- Exercise aim
Copy out exactly every line from the line containing "leg in the photo above." until the records below end, inclusive of both boundary lines.
----- Extracted data
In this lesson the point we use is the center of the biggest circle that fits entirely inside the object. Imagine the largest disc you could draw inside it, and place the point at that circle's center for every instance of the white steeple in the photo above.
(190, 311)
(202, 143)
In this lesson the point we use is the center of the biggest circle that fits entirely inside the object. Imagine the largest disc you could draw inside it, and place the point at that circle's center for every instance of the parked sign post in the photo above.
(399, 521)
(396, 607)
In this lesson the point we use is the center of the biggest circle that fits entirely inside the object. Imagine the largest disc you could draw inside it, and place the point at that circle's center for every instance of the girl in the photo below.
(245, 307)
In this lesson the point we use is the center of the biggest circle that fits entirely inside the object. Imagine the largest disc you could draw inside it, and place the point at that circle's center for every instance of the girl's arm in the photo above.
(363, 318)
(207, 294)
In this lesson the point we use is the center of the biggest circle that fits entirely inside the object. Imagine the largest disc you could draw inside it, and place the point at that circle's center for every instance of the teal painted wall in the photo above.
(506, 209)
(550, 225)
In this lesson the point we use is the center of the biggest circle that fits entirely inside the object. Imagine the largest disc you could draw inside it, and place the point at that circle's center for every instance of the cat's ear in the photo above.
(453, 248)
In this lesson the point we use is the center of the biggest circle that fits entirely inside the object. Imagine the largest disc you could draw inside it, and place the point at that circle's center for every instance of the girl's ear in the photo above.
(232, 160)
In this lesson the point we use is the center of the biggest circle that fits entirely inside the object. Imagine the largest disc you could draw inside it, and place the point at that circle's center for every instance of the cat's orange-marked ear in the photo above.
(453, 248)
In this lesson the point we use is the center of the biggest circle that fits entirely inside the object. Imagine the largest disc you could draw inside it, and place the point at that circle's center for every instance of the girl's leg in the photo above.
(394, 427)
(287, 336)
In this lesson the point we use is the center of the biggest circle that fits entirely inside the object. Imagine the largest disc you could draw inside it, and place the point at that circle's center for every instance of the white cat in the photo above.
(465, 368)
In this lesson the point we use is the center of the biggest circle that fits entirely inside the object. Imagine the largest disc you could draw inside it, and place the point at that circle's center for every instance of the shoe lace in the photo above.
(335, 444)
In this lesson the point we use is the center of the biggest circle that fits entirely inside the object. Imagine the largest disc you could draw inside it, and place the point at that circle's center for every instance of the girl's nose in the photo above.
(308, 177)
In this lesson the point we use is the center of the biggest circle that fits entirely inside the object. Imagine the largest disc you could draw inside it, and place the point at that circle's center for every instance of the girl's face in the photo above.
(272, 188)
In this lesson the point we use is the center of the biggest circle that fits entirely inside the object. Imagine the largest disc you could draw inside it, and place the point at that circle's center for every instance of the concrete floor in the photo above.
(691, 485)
----------
- Answer to this task
In this lesson the point we use is the center of the biggest circle that fits entirely inside the object. Imagine the largest disc you could draw inside it, and place the point at that circle's center for every instance of the girl's leg in the photo above.
(394, 427)
(287, 336)
In this lesson the point we use is the center of the biggest circle that fits entirely inside the object. Imagine the largest disc you could draw inside it, and place the point at that circle's center for every instance of the white cat in the photo above.
(465, 368)
In this lesson the point we use is the center of the biggest circle that fits entirely inside the object. Imagine the largest disc you could draw inside it, and place the point at that circle's center for every instance of the shoe lace in the photo above.
(335, 444)
In this lesson the point we use is the center of the biggest circle that fits entirely inside the object. Imagine the largest disc you could draw inside it, and place the point at that circle's center for every instance of the girl's nose in the photo above.
(308, 177)
In this lesson the point we use is the center of the biggest circle that fits entirely inside the object. Imagine the largest disc you could draw inside it, and place the point at that circle's center for every instance of the girl's face in the photo above.
(272, 188)
In this lesson the point we use is the center of the biggest circle that fits entirely inside the object. Imagine the largest disc you could draw inside it, and place the point at that circle's center for every instance of the concrete floor in the photo above.
(691, 485)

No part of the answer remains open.